(Records shown begins)

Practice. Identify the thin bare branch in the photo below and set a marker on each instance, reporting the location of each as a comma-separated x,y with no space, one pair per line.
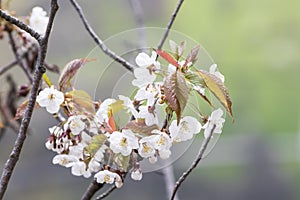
162,41
168,174
106,193
98,41
138,16
20,24
91,190
38,72
18,57
194,164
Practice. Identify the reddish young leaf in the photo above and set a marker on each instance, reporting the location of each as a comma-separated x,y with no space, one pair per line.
193,55
217,87
70,71
177,92
166,56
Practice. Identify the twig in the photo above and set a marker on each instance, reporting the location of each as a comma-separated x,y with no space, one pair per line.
162,41
20,24
194,164
98,41
91,190
168,174
107,192
8,66
138,16
38,72
18,57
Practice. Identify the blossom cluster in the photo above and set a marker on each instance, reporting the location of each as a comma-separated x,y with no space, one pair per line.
91,142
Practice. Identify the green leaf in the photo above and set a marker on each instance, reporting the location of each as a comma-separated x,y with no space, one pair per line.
116,106
95,145
217,87
139,126
177,92
82,101
70,71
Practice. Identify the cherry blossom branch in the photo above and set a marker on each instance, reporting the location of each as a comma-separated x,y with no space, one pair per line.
20,24
18,57
37,76
91,190
168,174
98,41
106,193
168,171
162,41
194,164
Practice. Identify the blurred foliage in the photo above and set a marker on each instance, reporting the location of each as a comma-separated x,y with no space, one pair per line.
256,46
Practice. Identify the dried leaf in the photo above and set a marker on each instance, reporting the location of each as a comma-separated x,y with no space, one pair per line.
197,81
82,101
177,92
95,145
193,55
21,110
166,56
70,71
217,87
141,127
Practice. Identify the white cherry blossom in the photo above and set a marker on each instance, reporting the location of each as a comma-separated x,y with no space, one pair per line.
80,169
102,114
144,61
64,160
129,105
75,123
150,93
38,20
187,127
51,99
215,119
107,176
144,74
123,142
136,175
213,70
147,148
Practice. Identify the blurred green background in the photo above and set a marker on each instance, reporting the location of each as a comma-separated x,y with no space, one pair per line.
256,45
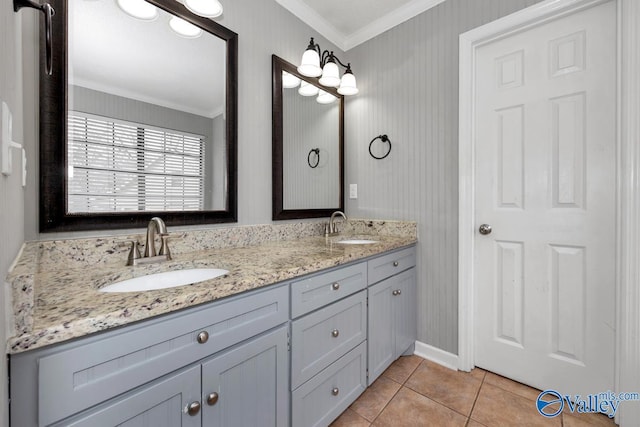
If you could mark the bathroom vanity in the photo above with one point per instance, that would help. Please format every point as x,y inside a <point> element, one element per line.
<point>294,352</point>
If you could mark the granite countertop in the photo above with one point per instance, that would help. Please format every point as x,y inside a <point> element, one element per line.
<point>61,302</point>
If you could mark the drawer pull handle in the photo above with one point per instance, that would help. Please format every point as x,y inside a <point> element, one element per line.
<point>203,337</point>
<point>212,398</point>
<point>193,408</point>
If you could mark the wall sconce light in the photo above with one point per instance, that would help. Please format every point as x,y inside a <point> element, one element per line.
<point>144,11</point>
<point>324,64</point>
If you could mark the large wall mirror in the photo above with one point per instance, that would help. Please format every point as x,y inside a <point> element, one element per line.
<point>138,119</point>
<point>308,155</point>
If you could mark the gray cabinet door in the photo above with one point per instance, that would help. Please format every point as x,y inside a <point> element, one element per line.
<point>392,320</point>
<point>381,351</point>
<point>160,404</point>
<point>405,305</point>
<point>247,386</point>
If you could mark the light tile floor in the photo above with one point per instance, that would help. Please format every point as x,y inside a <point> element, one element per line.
<point>417,392</point>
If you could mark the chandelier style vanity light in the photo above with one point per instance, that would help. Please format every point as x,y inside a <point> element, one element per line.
<point>324,64</point>
<point>142,10</point>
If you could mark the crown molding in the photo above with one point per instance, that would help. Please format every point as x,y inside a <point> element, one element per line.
<point>310,17</point>
<point>388,21</point>
<point>345,42</point>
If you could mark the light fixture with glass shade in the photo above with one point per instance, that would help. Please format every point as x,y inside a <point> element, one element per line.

(Records shown ends)

Problem requirements:
Output each entry above word for word. The pictures stay out.

Solution:
Practice. Identify the thin bare branch in the photo below and set a marker on each instance, reporting the location of each as a comma-separated x,y with no space, one pair per line.
162,41
168,174
106,193
98,41
138,16
20,24
91,190
38,72
18,57
194,164
Practice. Identify the reddish young leaf in the photo above and set a marker on each instance, reporting the location of each as a comma-separated x,y with no space, one pair per line.
193,55
217,87
70,71
177,92
166,56
Practice. Identify the twig in the photo above and set a marker on each instance, reporting the location of each as a comma-separated x,y with no space, one pair per line.
162,41
20,24
194,164
98,41
91,190
168,174
107,192
8,66
138,16
38,72
18,57
Practice. Identify the blossom cluster in the photo above and set a marker on each instance, reporting the location of each as a comma-separated x,y with no space, one pair per line.
91,142
Practice. Identify the green leaf in the photo above and set a marker on each instance, reporting the location of each as a comma-separated x,y with no space, one pair per line.
116,106
95,145
217,87
139,126
177,92
82,101
70,71
Practice. Identify the cherry blossom branch in the photo above and set a marker on each instance, reporting the location of each as a comma-separated x,y with no space, one pair per line.
20,24
18,57
37,76
91,190
168,174
98,41
106,193
168,171
162,41
194,164
Practice. Identify the blurred foliage in the photo above and set a marker on each instance, reporting the location of each as a comma-separated x,y with no space, one pair per line.
256,46
Practice. Identify the dried leaf in the photo above and set a marker on each instance, reporting the location of each as a comma-separated x,y with no space, one pair per line.
197,81
82,101
177,92
95,145
193,55
21,110
166,56
70,71
217,87
141,127
Practice. Identify the white cherry blossom in the photo above and set a marker on each instance, reporting the location of each as a comma-separated x,y with no space, one pair per line.
80,169
102,114
144,61
64,160
129,105
75,123
150,93
38,20
187,127
51,99
215,119
107,176
144,74
123,142
136,175
213,70
147,148
Practice. Identify the blurred green background in the photo above and set a marker on each instance, reporting the location of each as a comma-separated x,y with no space, one pair per line.
256,45
If you could mark the bathroom vanity in the photo above with one point per instance, that would help. Please format every point as x,y inside a <point> element, one element per line.
<point>294,352</point>
If you could mark the granite countertop in the photo above with one point per instance, that would help. Please format every point as x,y inside a <point> element, one element per line.
<point>61,302</point>
If you could mark the drawer pull handle in the photo above with one point per instance, that would help. Please format every point as x,y inside a <point> element, one element per line.
<point>203,337</point>
<point>212,398</point>
<point>193,408</point>
If you could mark the wall sconce light in the photo above with one point per instance, that would help. Please format every point as x,y inside a <point> element, one element per line.
<point>144,11</point>
<point>324,64</point>
If you could mark the large wall mirror in the photo above with one point per instance, that would help. Please format every point as x,y inside a <point> element, one element per line.
<point>138,119</point>
<point>308,155</point>
If you could mark the gray cabinet door in the photo above with one point per instance, that would help. Please format every point as x,y inside a <point> element, one element per line.
<point>392,320</point>
<point>381,351</point>
<point>160,404</point>
<point>405,305</point>
<point>247,386</point>
If you could mark the light tile floor in the photo above with one point per instance, that would help. Please format every point as x,y inside a <point> element, one element per line.
<point>417,392</point>
If you could mark the chandelier style vanity light in the photo above with one point per instance, that would help. Please format every point as x,y inside a <point> element, one element per line.
<point>324,64</point>
<point>142,10</point>
If you could mark the crown molding in the photo above with one point per instance, that would help. Please format every point as x,y inside a <point> element, one element per line.
<point>310,17</point>
<point>388,21</point>
<point>345,42</point>
If you could mark the light fixture with glass shade in the photo above with one point per instance, that would help. Please format every point as x,y inside a <point> element, one element per line.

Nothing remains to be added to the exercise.